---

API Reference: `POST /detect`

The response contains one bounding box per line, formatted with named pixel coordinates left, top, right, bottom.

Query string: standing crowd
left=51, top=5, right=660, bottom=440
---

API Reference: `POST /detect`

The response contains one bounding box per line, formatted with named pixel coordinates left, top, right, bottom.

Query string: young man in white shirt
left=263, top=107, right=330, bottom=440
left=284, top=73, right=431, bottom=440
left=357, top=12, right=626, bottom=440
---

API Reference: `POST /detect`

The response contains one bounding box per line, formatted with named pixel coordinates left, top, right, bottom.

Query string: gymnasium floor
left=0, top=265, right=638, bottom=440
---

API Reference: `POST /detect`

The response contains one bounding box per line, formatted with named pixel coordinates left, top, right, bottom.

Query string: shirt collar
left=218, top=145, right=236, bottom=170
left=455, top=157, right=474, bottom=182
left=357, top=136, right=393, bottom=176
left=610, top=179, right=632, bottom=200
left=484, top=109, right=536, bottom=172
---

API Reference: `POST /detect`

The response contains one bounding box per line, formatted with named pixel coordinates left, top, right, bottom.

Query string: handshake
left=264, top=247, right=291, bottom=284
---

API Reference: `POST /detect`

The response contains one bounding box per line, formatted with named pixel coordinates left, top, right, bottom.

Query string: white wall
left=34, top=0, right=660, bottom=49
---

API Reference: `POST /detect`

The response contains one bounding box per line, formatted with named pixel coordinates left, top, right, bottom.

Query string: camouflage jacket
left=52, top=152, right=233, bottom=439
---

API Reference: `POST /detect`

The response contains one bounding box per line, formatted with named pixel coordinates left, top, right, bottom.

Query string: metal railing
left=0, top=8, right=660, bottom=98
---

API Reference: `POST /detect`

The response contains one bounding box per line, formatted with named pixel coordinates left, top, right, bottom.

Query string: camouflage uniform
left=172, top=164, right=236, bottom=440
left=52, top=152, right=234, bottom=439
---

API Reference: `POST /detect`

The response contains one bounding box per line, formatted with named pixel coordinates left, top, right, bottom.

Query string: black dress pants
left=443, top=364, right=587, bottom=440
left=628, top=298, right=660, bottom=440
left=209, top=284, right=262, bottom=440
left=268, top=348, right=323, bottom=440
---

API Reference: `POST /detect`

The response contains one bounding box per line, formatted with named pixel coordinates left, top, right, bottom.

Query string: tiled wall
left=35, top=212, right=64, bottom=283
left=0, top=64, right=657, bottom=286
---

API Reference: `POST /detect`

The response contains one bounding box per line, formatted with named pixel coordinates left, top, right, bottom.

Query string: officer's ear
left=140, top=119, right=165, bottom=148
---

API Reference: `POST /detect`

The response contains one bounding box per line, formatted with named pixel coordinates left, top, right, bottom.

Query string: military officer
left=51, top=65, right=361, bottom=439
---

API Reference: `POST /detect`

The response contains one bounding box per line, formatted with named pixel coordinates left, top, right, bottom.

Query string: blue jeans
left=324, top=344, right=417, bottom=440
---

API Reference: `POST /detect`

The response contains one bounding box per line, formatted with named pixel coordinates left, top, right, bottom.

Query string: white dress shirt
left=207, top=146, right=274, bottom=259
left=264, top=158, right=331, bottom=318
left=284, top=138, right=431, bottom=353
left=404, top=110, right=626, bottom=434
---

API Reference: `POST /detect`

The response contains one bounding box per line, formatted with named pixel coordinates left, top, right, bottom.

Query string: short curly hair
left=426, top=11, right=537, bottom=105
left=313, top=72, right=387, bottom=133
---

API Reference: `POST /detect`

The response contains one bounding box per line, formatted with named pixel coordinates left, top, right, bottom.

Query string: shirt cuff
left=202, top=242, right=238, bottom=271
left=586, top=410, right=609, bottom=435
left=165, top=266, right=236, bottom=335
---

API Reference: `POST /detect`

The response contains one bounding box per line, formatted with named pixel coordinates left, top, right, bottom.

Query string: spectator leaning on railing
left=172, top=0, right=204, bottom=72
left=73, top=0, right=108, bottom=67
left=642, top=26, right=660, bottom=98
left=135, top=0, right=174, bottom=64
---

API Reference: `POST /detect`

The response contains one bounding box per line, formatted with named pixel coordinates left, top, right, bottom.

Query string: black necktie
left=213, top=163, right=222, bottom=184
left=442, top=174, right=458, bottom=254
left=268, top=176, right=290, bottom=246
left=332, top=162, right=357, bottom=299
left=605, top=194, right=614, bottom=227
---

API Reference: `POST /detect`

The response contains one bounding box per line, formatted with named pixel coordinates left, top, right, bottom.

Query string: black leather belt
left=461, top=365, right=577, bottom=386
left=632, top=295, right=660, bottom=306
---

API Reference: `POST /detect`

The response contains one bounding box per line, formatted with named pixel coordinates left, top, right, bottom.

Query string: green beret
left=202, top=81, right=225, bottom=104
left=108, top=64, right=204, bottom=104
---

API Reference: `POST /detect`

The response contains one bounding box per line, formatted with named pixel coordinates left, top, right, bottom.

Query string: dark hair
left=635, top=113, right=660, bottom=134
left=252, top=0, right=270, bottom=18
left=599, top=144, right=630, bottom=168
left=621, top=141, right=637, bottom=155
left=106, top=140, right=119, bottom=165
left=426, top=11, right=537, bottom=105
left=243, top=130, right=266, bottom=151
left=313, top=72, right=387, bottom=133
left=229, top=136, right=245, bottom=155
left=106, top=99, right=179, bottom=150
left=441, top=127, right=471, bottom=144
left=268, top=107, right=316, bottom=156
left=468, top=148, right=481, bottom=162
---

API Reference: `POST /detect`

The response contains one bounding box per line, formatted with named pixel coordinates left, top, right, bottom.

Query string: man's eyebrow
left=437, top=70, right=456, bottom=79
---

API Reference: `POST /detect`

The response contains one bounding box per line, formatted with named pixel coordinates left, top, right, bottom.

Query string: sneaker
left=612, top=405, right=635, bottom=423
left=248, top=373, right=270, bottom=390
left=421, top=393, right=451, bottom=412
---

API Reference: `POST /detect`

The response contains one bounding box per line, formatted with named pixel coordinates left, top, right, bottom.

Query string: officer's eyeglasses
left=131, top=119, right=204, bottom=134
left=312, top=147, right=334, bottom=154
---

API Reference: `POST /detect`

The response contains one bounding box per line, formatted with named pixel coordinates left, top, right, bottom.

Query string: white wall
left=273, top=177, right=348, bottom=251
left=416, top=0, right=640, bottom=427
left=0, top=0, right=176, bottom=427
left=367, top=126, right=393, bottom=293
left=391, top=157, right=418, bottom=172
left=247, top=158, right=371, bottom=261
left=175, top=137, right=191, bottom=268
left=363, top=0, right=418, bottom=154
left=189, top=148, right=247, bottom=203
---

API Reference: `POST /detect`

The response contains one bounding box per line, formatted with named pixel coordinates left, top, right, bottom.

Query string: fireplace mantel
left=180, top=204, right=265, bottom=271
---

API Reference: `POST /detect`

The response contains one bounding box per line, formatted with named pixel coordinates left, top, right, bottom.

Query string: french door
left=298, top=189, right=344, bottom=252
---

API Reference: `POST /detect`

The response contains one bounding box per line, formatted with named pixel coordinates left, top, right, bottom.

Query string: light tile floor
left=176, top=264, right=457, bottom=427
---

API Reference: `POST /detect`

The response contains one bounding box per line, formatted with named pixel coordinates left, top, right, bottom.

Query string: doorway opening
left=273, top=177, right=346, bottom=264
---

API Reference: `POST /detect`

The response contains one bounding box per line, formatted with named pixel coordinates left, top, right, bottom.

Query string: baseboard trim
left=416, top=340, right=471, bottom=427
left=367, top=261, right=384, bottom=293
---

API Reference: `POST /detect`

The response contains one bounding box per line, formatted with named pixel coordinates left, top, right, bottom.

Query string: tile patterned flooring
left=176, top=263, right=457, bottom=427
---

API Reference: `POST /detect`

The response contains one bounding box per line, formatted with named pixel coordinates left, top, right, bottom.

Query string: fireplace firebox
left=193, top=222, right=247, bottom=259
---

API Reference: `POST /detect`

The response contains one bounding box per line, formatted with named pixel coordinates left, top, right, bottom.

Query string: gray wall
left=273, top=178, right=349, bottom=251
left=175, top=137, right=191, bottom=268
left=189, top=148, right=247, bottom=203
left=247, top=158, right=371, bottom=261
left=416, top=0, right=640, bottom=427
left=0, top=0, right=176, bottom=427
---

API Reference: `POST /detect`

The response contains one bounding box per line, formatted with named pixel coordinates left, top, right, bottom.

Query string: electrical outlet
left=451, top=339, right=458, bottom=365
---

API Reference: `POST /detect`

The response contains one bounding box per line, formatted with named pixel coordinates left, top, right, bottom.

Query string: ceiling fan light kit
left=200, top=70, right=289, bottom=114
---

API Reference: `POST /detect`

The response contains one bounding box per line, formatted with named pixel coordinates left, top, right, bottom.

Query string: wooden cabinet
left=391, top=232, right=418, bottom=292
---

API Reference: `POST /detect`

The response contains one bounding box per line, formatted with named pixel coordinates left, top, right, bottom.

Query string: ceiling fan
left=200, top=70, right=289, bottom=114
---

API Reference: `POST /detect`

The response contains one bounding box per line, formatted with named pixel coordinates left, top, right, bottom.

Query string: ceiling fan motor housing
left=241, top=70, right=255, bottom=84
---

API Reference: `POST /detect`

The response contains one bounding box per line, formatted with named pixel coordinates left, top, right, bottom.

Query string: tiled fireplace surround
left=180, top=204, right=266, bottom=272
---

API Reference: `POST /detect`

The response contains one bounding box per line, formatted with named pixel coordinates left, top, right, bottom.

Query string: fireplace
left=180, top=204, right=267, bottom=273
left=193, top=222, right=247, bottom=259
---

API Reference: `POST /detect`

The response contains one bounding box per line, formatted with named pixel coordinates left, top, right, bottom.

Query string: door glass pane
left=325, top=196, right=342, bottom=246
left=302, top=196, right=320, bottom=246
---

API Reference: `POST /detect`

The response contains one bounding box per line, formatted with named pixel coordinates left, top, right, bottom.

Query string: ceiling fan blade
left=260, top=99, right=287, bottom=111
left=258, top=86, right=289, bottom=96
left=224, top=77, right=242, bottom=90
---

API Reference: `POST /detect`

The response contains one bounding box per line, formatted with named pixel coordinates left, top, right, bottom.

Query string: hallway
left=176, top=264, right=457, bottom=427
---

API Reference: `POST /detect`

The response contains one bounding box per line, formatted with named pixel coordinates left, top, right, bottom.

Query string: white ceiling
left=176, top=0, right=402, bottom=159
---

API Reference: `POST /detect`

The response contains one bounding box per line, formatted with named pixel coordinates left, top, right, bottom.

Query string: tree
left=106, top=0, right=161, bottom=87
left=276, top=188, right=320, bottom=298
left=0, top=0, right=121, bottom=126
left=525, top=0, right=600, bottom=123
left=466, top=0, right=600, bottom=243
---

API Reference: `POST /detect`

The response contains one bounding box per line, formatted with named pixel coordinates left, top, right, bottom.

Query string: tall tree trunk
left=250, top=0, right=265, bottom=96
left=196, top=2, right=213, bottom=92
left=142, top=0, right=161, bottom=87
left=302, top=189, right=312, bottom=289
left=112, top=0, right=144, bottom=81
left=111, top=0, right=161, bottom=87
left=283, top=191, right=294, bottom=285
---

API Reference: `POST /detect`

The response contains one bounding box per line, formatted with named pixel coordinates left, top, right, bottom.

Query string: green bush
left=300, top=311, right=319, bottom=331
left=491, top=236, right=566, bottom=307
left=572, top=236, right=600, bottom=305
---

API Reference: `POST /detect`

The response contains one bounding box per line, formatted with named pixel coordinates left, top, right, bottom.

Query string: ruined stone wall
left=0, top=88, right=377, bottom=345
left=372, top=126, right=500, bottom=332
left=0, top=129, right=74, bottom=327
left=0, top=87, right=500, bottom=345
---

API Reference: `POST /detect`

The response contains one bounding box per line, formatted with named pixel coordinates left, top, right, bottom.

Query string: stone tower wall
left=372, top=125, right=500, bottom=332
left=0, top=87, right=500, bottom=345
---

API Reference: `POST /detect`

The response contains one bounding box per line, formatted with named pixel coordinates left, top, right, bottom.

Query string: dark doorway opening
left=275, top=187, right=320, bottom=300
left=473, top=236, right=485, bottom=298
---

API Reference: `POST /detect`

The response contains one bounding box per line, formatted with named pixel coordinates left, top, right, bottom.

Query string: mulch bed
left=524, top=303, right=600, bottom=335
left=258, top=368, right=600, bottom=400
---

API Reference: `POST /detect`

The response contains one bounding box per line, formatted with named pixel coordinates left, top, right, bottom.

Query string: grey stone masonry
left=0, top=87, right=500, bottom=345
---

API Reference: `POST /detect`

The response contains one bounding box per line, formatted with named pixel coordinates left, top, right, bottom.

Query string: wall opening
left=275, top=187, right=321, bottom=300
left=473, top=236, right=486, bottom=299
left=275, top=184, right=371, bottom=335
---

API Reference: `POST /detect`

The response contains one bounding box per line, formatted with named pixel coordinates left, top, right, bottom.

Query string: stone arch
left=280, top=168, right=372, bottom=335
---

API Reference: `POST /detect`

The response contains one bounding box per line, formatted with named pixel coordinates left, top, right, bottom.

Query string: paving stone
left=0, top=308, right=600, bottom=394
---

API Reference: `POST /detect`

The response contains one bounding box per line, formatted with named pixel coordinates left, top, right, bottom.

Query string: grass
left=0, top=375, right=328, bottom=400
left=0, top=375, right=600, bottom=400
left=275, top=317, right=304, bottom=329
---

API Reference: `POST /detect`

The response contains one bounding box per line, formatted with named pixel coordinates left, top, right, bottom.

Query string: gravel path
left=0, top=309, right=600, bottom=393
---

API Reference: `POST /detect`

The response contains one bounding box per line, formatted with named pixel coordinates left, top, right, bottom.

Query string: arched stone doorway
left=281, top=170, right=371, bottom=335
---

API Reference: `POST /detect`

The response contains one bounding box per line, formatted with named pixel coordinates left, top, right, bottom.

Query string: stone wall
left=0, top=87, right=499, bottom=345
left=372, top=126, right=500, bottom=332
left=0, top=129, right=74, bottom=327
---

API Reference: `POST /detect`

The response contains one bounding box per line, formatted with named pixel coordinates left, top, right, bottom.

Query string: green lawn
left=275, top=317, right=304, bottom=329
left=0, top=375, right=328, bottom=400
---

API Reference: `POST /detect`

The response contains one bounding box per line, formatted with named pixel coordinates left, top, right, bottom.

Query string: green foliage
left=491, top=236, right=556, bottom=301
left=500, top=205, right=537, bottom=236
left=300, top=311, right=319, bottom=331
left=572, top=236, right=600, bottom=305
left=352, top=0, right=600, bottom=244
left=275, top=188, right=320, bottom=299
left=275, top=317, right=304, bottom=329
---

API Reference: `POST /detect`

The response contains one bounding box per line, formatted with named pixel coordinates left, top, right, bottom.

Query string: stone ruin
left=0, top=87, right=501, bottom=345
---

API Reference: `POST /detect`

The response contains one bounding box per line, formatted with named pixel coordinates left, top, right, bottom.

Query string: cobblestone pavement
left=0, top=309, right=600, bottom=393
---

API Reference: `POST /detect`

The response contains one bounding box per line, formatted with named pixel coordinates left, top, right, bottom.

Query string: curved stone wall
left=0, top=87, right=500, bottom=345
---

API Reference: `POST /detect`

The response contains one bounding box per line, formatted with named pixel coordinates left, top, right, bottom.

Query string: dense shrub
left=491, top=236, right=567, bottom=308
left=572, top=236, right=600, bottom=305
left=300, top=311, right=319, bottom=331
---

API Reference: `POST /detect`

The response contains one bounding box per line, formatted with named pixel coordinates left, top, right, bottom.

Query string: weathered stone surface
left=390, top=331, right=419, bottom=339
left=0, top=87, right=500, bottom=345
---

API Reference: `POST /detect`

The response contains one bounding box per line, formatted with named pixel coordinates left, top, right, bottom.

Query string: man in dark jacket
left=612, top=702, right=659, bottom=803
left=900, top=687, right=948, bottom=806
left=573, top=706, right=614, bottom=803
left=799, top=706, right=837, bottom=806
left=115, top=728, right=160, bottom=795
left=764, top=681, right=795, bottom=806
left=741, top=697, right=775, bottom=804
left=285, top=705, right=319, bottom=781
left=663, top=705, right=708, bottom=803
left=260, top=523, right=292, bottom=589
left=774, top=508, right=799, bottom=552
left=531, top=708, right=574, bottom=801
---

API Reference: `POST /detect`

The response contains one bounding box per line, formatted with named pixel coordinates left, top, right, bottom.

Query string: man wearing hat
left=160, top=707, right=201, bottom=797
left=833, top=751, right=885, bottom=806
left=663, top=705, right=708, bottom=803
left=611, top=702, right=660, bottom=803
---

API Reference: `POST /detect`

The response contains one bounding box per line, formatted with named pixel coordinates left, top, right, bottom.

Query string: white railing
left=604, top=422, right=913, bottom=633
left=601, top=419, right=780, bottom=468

·····

YOUR OBJECTIVE.
Please reproduce the data starting with its first line and going on through the line with "left=0, top=8, right=660, bottom=98", swapping "Query string" for "Search phrase" and leaving everything else unchanged.

RESPONSE TO THIS TASK.
---

API Reference: `POST /detect`

The response contains one bounding box per line, formatted with named pixel coordinates left, top, right, bottom.

Search phrase: standing crowd
left=51, top=5, right=660, bottom=440
---

API Reference: `POST /detect`

The response contains one bounding box per line, formatted with named pixel coordinates left, top, right, bottom.

Search phrase: young man in white shirt
left=263, top=107, right=330, bottom=440
left=284, top=73, right=431, bottom=440
left=357, top=12, right=626, bottom=440
---

API Reference: `POST /detect`

The response contains one bounding box per line, formatted with named pixel coordinates left, top, right, bottom.

Search phrase: gymnasium floor
left=0, top=265, right=638, bottom=440
---

API Reference: `POST /detect`

The response contains one bounding box per line, formatted with named pixel coordinates left, top, right, bottom.

Search phrase: shirt collar
left=218, top=145, right=236, bottom=170
left=455, top=157, right=474, bottom=182
left=357, top=136, right=393, bottom=176
left=610, top=179, right=632, bottom=200
left=484, top=109, right=536, bottom=172
---

API Reference: `POST /detect`

The response contains one bounding box per line, formatted with named pixel coordinates left, top, right, bottom.

Search phrase: handshake
left=264, top=247, right=291, bottom=284
---

API Reference: `POST /detect`

The response contains one bounding box per line, formatted with named pixel coordinates left, top, right, bottom.

Search phrase: white wall
left=34, top=0, right=660, bottom=49
---

API Reference: `POST /detect`

The response contains one bounding box per line, formatted with named pixel coordinates left, top, right, bottom.

Search phrase: camouflage jacket
left=52, top=152, right=233, bottom=439
---

API Reference: `POST /detect`

The response contains one bounding box per line, formatted with named pixel coordinates left, top, right, bottom.

Search phrase: metal railing
left=0, top=8, right=660, bottom=98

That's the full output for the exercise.